══ STORED ROWS ══

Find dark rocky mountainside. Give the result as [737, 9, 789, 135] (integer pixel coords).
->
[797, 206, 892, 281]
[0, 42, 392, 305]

═══
══ STORED ROWS ══

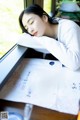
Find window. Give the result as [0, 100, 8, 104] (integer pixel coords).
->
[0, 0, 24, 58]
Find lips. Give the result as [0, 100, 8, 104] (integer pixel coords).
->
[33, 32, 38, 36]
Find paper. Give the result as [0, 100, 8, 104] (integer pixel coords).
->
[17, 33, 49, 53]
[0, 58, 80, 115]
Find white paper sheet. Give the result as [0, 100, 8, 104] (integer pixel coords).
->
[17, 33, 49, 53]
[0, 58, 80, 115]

═══

◆ TO BE DONE: Select each line of the data above that contains the string "integer", and copy those lines out. Treat uppercase and lowercase letters as different.

◆ SOLUTION TO THIS TASK:
Find dark rocky mountainside. Give the result as [737, 9, 789, 135] (integer pixel coords).
Find window. Give the result as [0, 100, 8, 104] (integer pixel coords).
Find lips. Give the result as [0, 100, 8, 104] (integer pixel coords).
Find paper. Give the result as [0, 100, 8, 104] (integer pixel coords).
Find white paper sheet. Give the result as [0, 100, 8, 104] (integer pixel coords).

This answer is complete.